| PROBLEM SET |
1) Decide whether each statement (a), (b), (c) agrees with the passage on partitioning below. Answer yes or no for each, and quote the words of the passage that settle it.
(a) The upper pointer begins scanning before the lower pointer.
(b) After an exchange, each pointer moves one item in its own direction.
(c) When the pointers cross, the two items they refer to are exchanged.
2) Answer these questions from the passage on partitioning below:
(a) At which item does the upper pointer start?
(b) What key value makes the lower pointer stop moving up?
(c) Where is the dividing line drawn once the pointers cross?

| PASSAGE SHOWN |
★ ★ ★
The items to be sorted are scanned by two pointers; one of them, the lower pointer, starts at the item with lowest address, and moves upward in the store, while the other, the upper pointer, starts at the item with the highest address and moves downward. The lower pointer starts first. If the item to which it refers has a key which is equal to or less than the bound, it moves up to point to the item in the next higher group of locations. It continues to move up until it finds an item with key value greater than the bound. In this case the lower pointer stops and the upper pointer starts its scan. If the item to which it refers has a key which is equal to or greater than the bound, it moves down to point to the item in the next lower locations. It continues to move down until it finds an item with key value less than the bound. Now the two items to which the pointers refer are obviously in the wrong positions, and they must be exchanged. After the exchange, each pointer is stepped one item in its appropriate direction, and the lower pointer resumes its upward scan of the data. The process continues until the pointers cross each other, so that the lower pointer refers to an item in higher-addressed locations than the item referred to by the upper pointer. In this case, the exchange of items is suppressed, the dividing line is drawn between the two pointers, and the partition process is at an end.
★ ★ ★
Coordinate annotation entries
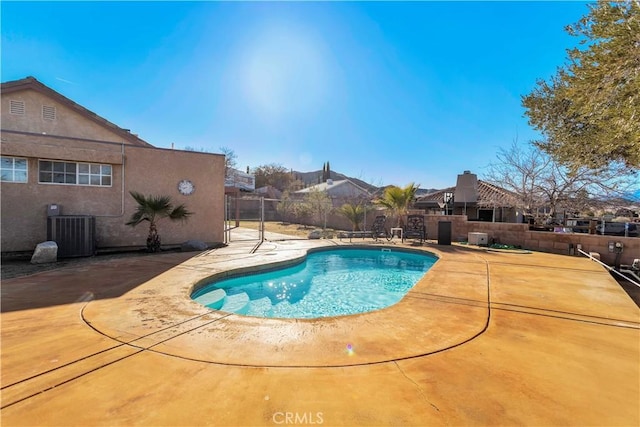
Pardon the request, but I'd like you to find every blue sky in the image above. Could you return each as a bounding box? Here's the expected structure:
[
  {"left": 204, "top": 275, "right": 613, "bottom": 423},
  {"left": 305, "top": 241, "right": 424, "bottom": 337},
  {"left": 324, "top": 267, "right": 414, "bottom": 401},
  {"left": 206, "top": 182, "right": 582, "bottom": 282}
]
[{"left": 1, "top": 1, "right": 588, "bottom": 188}]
★ ★ ★
| RESPONSES TO THE TASKS |
1)
(a) No: "The lower pointer starts first."
(b) Yes: "After the exchange, each pointer is stepped one item in its appropriate direction"
(c) No: "In this case, the exchange of items is suppressed"

2)
(a) At the item with the highest address.
(b) A key value greater than the bound.
(c) Between the two pointers.